** EXERCISE TASK **
Display every line of the items below that contains the word "ancient", treating uppercase and lowercase as distinct.

Point annotation dataset records
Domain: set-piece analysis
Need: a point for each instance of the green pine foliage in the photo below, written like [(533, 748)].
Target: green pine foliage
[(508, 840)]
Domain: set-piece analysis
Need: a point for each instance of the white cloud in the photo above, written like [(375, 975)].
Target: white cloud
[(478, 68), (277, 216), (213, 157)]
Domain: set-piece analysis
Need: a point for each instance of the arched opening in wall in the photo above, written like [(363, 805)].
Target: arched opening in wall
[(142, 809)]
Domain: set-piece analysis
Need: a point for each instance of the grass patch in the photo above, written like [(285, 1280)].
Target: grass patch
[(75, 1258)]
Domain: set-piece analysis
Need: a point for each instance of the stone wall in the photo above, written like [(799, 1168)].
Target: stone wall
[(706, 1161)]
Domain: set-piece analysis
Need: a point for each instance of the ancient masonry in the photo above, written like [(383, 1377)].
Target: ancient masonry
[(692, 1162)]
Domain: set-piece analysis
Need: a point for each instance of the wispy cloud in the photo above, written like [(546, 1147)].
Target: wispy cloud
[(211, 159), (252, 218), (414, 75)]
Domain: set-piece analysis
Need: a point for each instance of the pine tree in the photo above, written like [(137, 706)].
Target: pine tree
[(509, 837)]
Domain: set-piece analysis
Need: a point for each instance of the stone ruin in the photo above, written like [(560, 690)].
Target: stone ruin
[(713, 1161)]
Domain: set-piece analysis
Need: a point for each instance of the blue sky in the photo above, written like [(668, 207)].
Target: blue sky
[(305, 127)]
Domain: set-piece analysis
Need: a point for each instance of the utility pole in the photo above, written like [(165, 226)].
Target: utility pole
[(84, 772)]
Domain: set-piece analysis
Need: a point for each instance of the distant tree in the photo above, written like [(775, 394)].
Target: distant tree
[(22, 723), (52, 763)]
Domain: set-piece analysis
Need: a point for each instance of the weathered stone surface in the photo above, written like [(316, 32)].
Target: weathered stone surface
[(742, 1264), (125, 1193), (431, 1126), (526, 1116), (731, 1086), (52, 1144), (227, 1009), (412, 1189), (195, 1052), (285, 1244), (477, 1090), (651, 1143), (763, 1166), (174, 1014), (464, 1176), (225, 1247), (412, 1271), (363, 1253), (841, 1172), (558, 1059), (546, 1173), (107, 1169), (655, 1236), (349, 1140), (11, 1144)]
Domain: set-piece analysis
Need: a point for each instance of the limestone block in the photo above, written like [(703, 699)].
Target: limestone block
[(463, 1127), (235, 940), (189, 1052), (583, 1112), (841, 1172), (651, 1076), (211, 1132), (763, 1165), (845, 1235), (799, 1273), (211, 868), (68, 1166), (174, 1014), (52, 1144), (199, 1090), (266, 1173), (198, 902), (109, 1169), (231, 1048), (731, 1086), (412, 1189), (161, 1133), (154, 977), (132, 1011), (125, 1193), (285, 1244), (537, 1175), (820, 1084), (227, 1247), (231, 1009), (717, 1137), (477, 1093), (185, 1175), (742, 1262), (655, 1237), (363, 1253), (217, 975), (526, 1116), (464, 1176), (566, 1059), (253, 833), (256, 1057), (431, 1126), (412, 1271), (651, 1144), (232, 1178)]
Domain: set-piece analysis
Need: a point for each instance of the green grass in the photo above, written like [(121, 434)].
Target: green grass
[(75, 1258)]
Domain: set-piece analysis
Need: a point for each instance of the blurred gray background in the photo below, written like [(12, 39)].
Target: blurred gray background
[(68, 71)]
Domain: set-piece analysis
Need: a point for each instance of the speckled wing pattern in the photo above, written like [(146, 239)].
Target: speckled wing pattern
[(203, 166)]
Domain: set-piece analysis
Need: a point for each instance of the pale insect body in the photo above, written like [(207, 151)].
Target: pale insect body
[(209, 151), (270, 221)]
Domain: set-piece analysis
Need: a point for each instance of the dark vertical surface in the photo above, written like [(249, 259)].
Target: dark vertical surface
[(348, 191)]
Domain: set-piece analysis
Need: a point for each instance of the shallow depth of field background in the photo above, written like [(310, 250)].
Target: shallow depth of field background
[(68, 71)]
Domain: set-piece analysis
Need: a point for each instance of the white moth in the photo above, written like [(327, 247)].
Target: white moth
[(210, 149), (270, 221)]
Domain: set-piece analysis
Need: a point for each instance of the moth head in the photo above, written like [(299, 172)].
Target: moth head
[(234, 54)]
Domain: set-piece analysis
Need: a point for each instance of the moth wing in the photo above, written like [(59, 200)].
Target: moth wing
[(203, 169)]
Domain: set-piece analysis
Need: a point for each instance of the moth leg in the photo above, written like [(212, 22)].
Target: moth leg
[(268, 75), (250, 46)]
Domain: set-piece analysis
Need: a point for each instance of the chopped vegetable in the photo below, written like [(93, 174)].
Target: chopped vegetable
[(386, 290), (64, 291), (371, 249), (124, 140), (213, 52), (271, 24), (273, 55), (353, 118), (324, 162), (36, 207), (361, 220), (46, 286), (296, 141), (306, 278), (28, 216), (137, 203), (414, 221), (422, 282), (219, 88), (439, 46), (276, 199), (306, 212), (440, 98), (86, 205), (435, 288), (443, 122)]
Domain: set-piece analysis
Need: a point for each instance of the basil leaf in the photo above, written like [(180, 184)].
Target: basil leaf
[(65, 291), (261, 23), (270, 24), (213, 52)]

...

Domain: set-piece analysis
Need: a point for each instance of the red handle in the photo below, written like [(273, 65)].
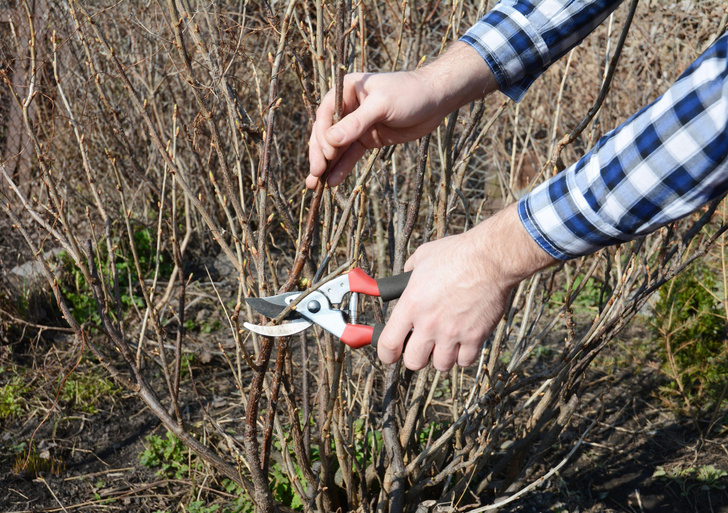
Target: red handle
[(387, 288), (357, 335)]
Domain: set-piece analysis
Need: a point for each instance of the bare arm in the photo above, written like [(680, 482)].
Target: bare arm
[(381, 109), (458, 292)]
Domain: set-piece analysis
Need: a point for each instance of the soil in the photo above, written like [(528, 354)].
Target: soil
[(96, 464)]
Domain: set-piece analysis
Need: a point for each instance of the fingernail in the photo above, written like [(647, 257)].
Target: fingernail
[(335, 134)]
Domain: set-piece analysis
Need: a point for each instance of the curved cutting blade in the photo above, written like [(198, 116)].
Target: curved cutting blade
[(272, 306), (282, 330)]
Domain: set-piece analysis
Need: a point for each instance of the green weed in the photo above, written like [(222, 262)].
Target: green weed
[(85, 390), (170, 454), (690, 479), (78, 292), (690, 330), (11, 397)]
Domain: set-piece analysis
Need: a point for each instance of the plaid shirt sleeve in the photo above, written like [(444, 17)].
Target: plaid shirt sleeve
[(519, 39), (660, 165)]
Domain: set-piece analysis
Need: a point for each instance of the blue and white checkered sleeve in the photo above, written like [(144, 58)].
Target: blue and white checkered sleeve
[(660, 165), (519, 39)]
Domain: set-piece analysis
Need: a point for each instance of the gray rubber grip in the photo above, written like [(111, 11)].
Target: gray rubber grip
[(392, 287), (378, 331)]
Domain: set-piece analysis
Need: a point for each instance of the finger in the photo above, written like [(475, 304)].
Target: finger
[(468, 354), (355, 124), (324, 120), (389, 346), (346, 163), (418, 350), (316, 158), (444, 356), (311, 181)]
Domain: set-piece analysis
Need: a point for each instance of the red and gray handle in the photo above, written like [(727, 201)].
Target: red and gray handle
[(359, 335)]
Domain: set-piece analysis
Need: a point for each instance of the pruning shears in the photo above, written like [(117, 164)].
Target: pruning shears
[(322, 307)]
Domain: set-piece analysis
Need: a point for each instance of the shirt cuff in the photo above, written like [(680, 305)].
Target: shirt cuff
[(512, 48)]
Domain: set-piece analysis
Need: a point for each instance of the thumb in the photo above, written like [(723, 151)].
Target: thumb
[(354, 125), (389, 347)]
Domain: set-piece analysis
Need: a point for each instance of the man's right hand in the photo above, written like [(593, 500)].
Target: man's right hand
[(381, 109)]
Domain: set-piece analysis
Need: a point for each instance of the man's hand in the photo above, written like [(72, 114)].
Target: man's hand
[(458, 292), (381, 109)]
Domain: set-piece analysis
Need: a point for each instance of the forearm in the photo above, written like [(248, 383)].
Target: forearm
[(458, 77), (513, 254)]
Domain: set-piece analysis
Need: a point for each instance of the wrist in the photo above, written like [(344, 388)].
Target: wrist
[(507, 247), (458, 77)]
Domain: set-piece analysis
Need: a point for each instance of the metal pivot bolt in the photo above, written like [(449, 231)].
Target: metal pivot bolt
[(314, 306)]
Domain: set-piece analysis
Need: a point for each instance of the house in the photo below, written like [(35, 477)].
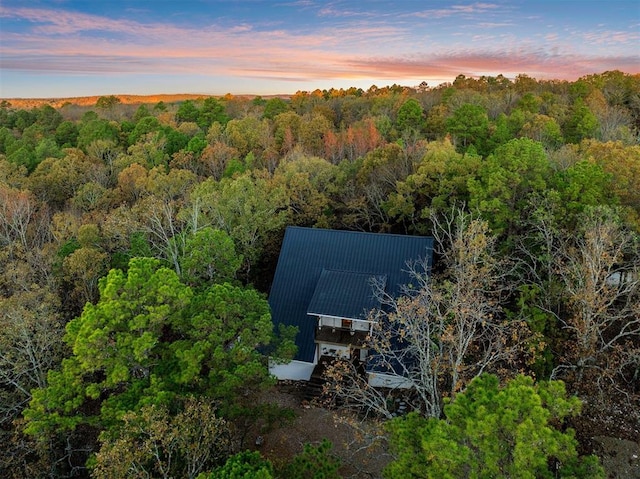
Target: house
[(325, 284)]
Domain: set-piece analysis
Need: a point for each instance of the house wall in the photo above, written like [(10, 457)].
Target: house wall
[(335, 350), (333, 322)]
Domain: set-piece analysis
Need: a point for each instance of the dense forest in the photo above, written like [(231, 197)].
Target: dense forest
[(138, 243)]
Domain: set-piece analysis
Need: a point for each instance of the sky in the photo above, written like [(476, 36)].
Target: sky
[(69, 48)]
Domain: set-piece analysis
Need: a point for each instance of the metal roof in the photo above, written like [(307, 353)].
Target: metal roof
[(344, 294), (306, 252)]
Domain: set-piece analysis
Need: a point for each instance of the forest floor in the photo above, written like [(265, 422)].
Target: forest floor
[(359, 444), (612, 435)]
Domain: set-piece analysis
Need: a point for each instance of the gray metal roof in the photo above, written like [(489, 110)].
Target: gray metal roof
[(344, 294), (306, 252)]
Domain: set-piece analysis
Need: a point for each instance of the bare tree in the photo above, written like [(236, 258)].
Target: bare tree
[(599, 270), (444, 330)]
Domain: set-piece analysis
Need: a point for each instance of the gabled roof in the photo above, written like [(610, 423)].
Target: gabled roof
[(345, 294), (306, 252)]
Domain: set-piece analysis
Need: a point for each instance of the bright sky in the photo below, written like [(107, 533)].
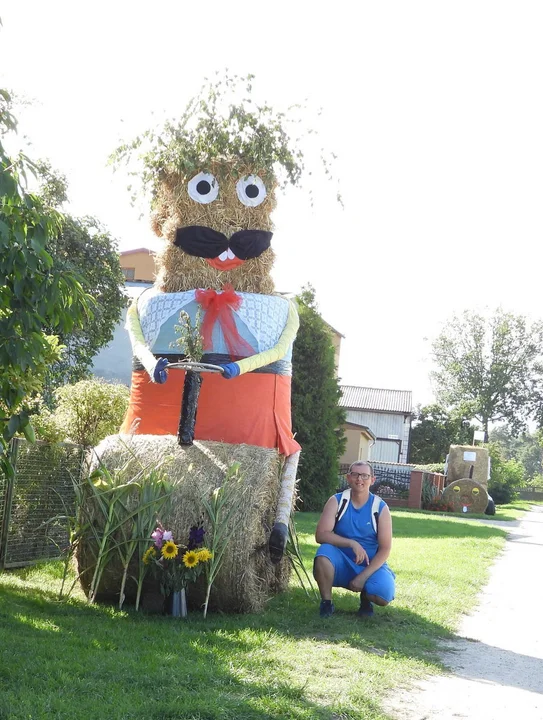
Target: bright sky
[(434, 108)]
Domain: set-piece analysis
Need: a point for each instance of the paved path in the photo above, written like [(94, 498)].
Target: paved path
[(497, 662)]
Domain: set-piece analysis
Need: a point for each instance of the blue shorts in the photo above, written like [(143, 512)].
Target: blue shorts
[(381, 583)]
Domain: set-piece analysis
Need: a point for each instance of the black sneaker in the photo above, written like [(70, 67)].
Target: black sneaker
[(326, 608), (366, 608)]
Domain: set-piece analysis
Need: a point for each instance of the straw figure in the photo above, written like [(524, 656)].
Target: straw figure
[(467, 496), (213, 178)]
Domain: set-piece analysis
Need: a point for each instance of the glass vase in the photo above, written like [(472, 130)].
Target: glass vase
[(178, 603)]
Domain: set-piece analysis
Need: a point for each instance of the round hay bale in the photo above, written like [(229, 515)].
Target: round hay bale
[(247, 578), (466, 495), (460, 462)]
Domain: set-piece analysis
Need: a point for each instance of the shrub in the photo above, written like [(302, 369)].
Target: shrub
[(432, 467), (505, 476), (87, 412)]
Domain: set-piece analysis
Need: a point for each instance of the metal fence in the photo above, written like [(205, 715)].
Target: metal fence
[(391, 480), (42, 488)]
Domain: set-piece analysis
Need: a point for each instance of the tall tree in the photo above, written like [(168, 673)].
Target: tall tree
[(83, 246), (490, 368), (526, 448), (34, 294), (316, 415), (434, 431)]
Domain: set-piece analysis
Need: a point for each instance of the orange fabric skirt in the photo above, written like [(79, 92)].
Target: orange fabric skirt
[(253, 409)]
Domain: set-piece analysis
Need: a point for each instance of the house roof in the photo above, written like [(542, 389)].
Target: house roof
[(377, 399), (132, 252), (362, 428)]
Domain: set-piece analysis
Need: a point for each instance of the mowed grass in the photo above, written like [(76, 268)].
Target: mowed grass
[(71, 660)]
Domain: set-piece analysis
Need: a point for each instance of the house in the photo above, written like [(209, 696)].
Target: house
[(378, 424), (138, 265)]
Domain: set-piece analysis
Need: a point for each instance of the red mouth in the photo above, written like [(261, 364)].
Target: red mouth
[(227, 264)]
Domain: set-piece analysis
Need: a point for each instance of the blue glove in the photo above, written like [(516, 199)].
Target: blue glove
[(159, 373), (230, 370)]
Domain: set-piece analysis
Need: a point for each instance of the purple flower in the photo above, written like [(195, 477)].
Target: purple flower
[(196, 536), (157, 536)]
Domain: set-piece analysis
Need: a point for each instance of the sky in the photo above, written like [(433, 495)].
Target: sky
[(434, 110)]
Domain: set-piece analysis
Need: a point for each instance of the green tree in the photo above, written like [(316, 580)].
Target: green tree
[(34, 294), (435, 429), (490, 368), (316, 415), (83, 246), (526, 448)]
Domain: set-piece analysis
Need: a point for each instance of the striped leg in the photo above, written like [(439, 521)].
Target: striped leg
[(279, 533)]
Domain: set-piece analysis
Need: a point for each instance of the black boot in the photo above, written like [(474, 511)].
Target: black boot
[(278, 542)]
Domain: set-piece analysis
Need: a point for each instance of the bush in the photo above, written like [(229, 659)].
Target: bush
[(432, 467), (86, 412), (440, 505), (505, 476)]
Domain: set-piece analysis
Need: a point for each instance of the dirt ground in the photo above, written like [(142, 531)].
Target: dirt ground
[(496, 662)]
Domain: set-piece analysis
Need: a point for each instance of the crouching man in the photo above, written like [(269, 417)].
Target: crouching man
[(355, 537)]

** FULL SOLUTION **
Need: a point for each instance of the ancient masonry in the photo above, written like [(383, 1377)].
Target: ancient masonry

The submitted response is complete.